▸ **SOURCE RECORDS**
========

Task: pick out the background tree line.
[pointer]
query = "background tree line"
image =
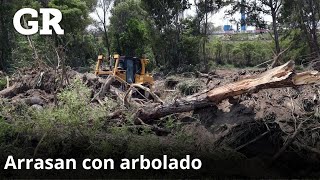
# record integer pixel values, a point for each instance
(160, 30)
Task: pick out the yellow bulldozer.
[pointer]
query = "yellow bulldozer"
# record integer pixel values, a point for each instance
(126, 70)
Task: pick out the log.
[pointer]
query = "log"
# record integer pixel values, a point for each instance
(279, 77)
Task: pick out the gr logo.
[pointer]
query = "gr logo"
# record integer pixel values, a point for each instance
(47, 21)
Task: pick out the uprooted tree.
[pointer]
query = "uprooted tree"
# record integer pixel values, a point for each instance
(279, 77)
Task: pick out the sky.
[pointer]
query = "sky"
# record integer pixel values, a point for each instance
(218, 19)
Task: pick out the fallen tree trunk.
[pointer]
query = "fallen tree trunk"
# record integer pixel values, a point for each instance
(279, 77)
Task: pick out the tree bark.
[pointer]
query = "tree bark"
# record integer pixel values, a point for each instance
(276, 36)
(279, 77)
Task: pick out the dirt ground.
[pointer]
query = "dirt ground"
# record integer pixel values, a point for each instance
(257, 125)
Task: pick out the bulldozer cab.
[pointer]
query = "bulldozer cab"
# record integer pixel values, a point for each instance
(130, 70)
(132, 66)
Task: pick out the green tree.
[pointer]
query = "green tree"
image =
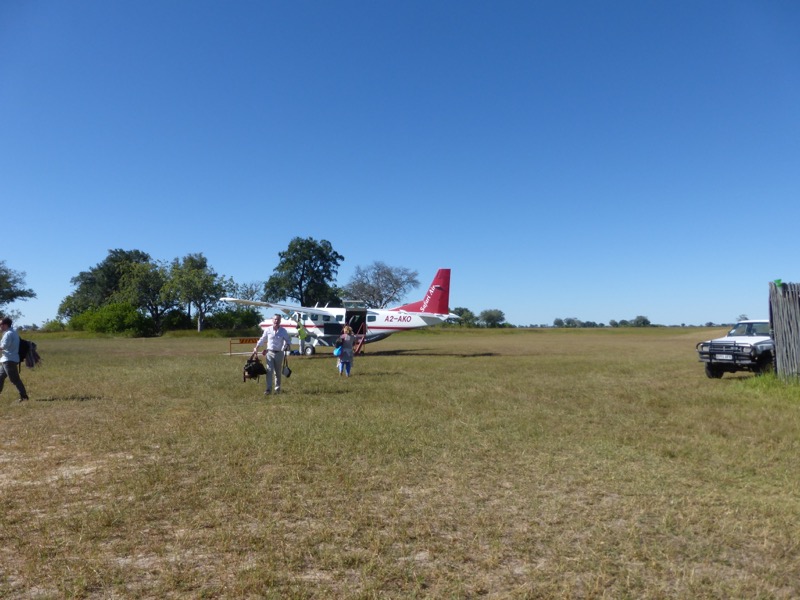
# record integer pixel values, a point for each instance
(305, 273)
(196, 284)
(147, 286)
(466, 318)
(101, 283)
(380, 285)
(12, 286)
(113, 317)
(492, 317)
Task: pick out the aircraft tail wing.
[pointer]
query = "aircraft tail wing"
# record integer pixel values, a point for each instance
(437, 298)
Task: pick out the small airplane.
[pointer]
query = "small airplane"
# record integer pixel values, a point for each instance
(324, 324)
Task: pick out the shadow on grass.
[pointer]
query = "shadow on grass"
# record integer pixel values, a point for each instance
(410, 352)
(70, 398)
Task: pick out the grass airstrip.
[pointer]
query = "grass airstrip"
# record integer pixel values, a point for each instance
(452, 464)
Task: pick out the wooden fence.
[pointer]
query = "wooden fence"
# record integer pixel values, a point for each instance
(784, 314)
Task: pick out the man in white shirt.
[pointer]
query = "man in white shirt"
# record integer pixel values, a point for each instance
(9, 361)
(276, 341)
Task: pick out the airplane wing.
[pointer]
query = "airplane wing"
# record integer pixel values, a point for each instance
(287, 308)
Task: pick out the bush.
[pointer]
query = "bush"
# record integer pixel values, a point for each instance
(114, 318)
(234, 318)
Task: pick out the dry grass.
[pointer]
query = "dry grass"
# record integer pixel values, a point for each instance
(498, 464)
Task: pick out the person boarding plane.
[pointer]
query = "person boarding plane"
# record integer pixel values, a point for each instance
(324, 324)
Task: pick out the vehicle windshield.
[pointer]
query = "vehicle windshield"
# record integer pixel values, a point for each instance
(750, 329)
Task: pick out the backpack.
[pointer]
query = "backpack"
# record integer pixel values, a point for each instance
(28, 353)
(253, 369)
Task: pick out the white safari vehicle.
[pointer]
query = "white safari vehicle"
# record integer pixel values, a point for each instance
(746, 347)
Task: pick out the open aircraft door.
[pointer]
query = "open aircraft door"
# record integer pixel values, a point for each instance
(356, 316)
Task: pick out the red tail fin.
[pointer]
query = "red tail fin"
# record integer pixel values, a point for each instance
(437, 298)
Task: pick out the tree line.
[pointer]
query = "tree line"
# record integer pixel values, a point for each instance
(130, 292)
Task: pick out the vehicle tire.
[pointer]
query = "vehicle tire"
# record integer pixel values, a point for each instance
(767, 365)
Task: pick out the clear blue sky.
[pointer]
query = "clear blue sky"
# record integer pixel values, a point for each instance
(596, 160)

========

▸ **ACTIVITY**
Please restate all of the listing above word for word, with no pictures.

▸ **TASK RESULT**
Task: pick out the background tree line.
[pointer]
query = "background tree line"
image =
# record integer pixel values, a point for each instance
(160, 30)
Task: pick out the yellow bulldozer.
[pointer]
query = "yellow bulldozer"
# record integer pixel values, a point for each instance
(126, 70)
Task: pick out the log.
[pointer]
query = "log"
# record integer pixel values, a point for each instance
(279, 77)
Task: pick out the gr logo.
[pointer]
query = "gr logo"
# record integer pixel values, a point for each instance
(47, 21)
Task: pick out the uprooted tree.
[pointer]
query = "uprooted tree"
# record integer pixel values, a point for each instance
(279, 77)
Task: pick out the sky.
[pointer]
query = "sky"
# record integer pixel values, a point for each instance
(218, 19)
Task: pick out the fallen tree trunk.
[pointer]
query = "fallen tree trunk"
# record integer pixel values, a point for each instance
(279, 77)
Task: pick out the tree bark.
[pointer]
query = "tree bark"
# record integer pixel values, a point for each instance
(276, 36)
(279, 77)
Task: pick out the dirt ground.
[pointer]
query = "dirt ground"
# record integer pixel values, a point for each instance
(257, 125)
Task: pick out the bulldozer cab.
[pointer]
query = "bulldozer cab"
# record integer pixel values, a point for each instance
(130, 70)
(132, 66)
Task: pick out the green tree.
[pointer]
query = "green tree"
image =
# record integer pixel values, a point for each instance
(305, 273)
(196, 284)
(147, 286)
(466, 318)
(101, 283)
(380, 285)
(12, 286)
(113, 317)
(492, 317)
Task: pick out the aircraft tail wing.
[pointer]
query = "aircraft tail wing"
# record integer pixel values, a point for each instance
(437, 298)
Task: pick out the small airplane.
[pointer]
query = "small airplane"
# record integer pixel values, a point for each instance
(324, 324)
Task: pick out the shadow on grass.
[pointer]
query = "shadow on grass"
# record integer pixel values, a point for each instance
(410, 352)
(70, 398)
Task: pick out the grass airstrip.
[pointer]
query = "grass airstrip"
# record integer pixel values, a point for each instance
(452, 464)
Task: pick out the wooden fence.
[pointer]
query = "wooden fence"
# record integer pixel values, a point for each instance
(784, 314)
Task: pick out the man in white shirt.
[pointer]
query = "man in white shirt"
# record integer pixel values, a point for each instance
(9, 361)
(276, 341)
Task: pick out the airplane wing.
[pointer]
query = "airplane wing"
# record integer pixel values, a point for each instance
(287, 308)
Task: pick out the bush.
[pointer]
query = "bush"
# record integer pixel values, a point for each instance
(114, 318)
(234, 318)
Task: pick out the dry grass.
[pointer]
query = "dry grass"
# record integer pixel values, a point for each instance
(498, 464)
Task: pick out the person boarding plane.
[pointer]
query = "person boarding plane"
# record integer pixel values, a point for each instance
(324, 324)
Task: pick out the vehicle windshield.
[pointer]
query = "vehicle windshield"
# record integer pixel values, a point for each instance
(750, 329)
Task: pick out the backpack.
[pointer]
query = "backpack"
# record integer pixel values, a point for each instance
(28, 353)
(253, 369)
Task: pick out the white safari vehicle.
[pointer]
query = "white safari vehicle"
# record integer pixel values, a point for each instance
(746, 347)
Task: pick out the open aircraft door.
[pointer]
query = "open aircraft door"
# record integer pixel values, a point for each instance
(356, 316)
Task: pick out the red tail fin.
[pointer]
query = "red tail fin"
# record integer pixel values, a point for each instance
(437, 298)
Task: pick out the tree line.
[pointer]
query = "tree line"
# record integer pixel values, a point for each instance
(130, 292)
Task: pick out the vehicle tire.
[pointer]
query = "vehicle tire"
# record integer pixel values, a point for each instance
(767, 365)
Task: pick out the clear blue sky.
[pointer]
query = "clear blue sky"
# record integer pixel values, a point for each instance
(596, 160)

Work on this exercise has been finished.